> BACAAN:

━━━━━━━━━━━━━━━━━━━━

Sebagai bagian dari masyarakat tradisional, yang lahir dan besar di tengah-tengah kehidupan orang kampung yang sederhana dan bersahaja, sulit rasanya mengabaikan dinamika mereka dalam sisi kehidupan sosial: yaitu perjuangan dan tantangan untuk keluar dari lubang kemiskinan yang akut. Wajah kampung yang seringkali orang bayangkan adalah entitas masyarakat yang menggantungkan hidupnya menjadi petani, buruh, atau yang kini menjadi garis telikungan untuk menyambung kebutuhan hidup adalah bekerja sebagai perantau di kota orang.
Kabupaten Blora, dengan lebih dari 60% masyarakatnya menyambung hidupnya sebagai petani memperlihatkan satu kenyataan hidup yang problematik. Petani yang dianggap pahlawan ketahanan pangan nasional, kini nasibnya hampir tumbang dikoyak-koyak ketidakberdayaannya sendiri. Dengan essay ini saya telah menyaksikan sendiri bagaimana kekalahan petani dalam menghadapi kesialan yang terus muncul bertubi-tubi. Mewakili aktivis mahasiswa saya merasa perlu untuk menulis apa yang sebenarnya terjadi di bawah, terjun langsung ke jantung masyarakat dan mendengar mereka bercerita dan mengeluh dari sumber yang lebih dekat. Bagi saya ini menjadi penting terutama agar bagaimana kita bersama-sama mencari solusi menekan dan mengentaskan kemiskinan di Kabupaten Blora.

━━━━━━━━━━━━━━━━━━━━

> TANTANGAN:
a) Tuliskan ulang sebagian bacaan di atas tanpa perubahan, dimulai dari "Sebagai bagian dari" dan diakhiri dengan "di kota orang.".
b) Menurut bacaan di atas, berapa persen masyarakat Kabupaten Blora yang menyambung hidup sebagai petani?

━━━━━━━━━━━━━━━━━━━━

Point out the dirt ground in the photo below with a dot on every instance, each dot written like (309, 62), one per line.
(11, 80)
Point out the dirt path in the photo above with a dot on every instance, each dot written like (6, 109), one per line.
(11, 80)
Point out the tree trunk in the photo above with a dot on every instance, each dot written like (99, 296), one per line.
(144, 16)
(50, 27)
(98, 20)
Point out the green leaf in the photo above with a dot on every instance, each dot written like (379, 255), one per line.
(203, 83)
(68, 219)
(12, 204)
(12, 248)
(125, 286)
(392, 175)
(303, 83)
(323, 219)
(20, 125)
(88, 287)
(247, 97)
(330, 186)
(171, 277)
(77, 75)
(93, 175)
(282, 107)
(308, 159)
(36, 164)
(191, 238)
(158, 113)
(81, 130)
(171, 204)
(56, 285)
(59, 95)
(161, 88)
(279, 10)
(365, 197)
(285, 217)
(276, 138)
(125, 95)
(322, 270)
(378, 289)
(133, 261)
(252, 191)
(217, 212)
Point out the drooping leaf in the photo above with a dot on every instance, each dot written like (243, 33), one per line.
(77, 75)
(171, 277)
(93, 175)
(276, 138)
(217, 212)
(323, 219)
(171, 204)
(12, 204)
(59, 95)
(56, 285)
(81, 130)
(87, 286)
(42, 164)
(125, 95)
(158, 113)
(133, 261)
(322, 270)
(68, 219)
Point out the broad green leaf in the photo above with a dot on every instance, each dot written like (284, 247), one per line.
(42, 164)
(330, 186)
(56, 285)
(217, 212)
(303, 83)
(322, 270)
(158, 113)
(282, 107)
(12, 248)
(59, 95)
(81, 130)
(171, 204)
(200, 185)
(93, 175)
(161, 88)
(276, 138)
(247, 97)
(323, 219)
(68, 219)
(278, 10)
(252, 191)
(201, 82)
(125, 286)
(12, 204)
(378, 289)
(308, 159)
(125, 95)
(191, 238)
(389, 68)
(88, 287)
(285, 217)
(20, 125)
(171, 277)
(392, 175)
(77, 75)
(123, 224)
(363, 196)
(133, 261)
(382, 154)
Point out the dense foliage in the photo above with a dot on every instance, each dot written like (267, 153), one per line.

━━━━━━━━━━━━━━━━━━━━

> JAWABAN LATIHAN:
a)
Sebagai bagian dari masyarakat tradisional, yang lahir dan besar di tengah-tengah kehidupan orang kampung yang sederhana dan bersahaja, sulit rasanya mengabaikan dinamika mereka dalam sisi kehidupan sosial: yaitu perjuangan dan tantangan untuk keluar dari lubang kemiskinan yang akut. Wajah kampung yang seringkali orang bayangkan adalah entitas masyarakat yang menggantungkan hidupnya menjadi petani, buruh, atau yang kini menjadi garis telikungan untuk menyambung kebutuhan hidup adalah bekerja sebagai perantau di kota orang.

b) Lebih dari 60%.